▶ **Passage provided**:
++++++++

July 27, 2011

Debt Load is Substantial…But!

After Monday night’s audit, I’ve fielded a number of questions about the city’s debt.  And it’s been fairly easy to discuss because as a council member (and your Mayor), debt discussions have been happening in our city for over a year – long before the audit confirmed our concerns about issues such as the golf course.

Here are a few facts and comments I have on the debt issue and some clarifications that might help you understand more of what that debt load is and what it means to you as a citizen.

As of today, the city has a debt load of approximately $14.27 million (that’s the principal balance today).  That number comes from the debt schedules for the six (6) debts currently being paid by the city.  This debt load does NOT include any Water/Wastewater projects because that debt is covered and paid for by water/sewer collections.

The first instinct (mine included) is “WOW – that’s a lot of debt!”  Well, it is…but. (There always seems to be a “but” in politics).  Of that $14.27 million debt, $10.18 million is supported (and currently being paid on time) by sales tax revenues…voter-approved sales tax revenues.  A big chuck of that (approximately $8 million or 80%) is for recent voter-approved projects like the Civic Center, Senior Center, South Street Bridge, and the Howard Bush Drive Extension.  As of now, those projects ARE fully supported by the sales taxes being collected and are NOT a draw on the city’s general fund.  (Let’s ignore for a moment that the projects had overruns and part of the street projects were never completed –that’s a separate and important discussion, but outside the scope of looking at the debt load today.)

To cut to the chase, $10 million of our debt is current financed by sales taxes.  As long as sales taxes remain at the levels they are, we’re good on that portion of the debt.

That leaves us with just over $4 million of debt that is the real headache – broken down, it is $3.4 million for the golf course and $650K for the airport.  This debt is (in a perfect world) supported by fees from things like hangar rent and golf course fees.  It’s when that perfect world becomes not so perfect (and that’s where we are today) that issues arise. 

It’s no secret that golf revenues are down.  It’s no secret that the golf course has NEVER covered its full load of debt since adding 9 holes of play in the early 2000’s.  It’s no secret that for the past decade or so, our general fund has spent funds it could otherwise use elsewhere (including for police and fire) to make those payments!  Combine that with a financial crisis caused by the 2008-2009 fund “borrowing” that occurred under the previous administration and we’re in a really tough spot.

The good news is that we’re really only having to focus on $4 million of debt right now – not the entire $14 million.  The good news is overall sales tax revenues have rebounded in the past few months and are slightly ahead of last year’s collections.  The bad news is we’ve cut some essential services and cut pay and staffing to ensure we can keep paying on that $4 million debt.

++++++++

▶ **Supplied information**:
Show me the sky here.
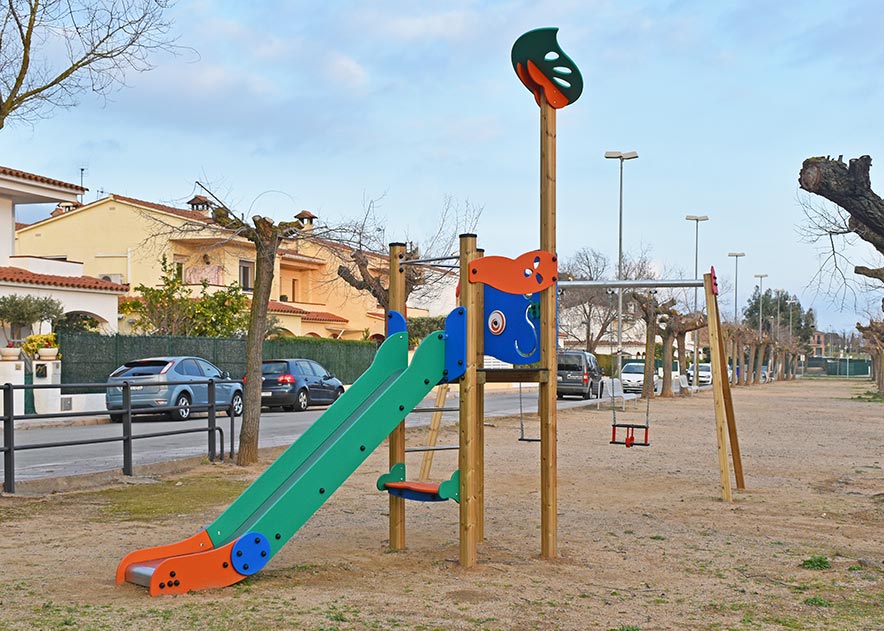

++++++++

▶ **Tasks to carry out**:
**A.** In the post on the city's debt, how much of the $14.27 million debt is supported by sales tax revenues?
**B.** Write out the portion of the post on the city's debt from "It’s no secret that golf" up to and including "that $4 million debt.".

▶ **Task-by-task results**:
**A.** $10.18 million

**B.**
It’s no secret that golf revenues are down.  It’s no secret that the golf course has NEVER covered its full load of debt since adding 9 holes of play in the early 2000’s.  It’s no secret that for the past decade or so, our general fund has spent funds it could otherwise use elsewhere (including for police and fire) to make those payments!  Combine that with a financial crisis caused by the 2008-2009 fund “borrowing” that occurred under the previous administration and we’re in a really tough spot.

The good news is that we’re really only having to focus on $4 million of debt right now – not the entire $14 million.  The good news is overall sales tax revenues have rebounded in the past few months and are slightly ahead of last year’s collections.  The bad news is we’ve cut some essential services and cut pay and staffing to ensure we can keep paying on that $4 million debt.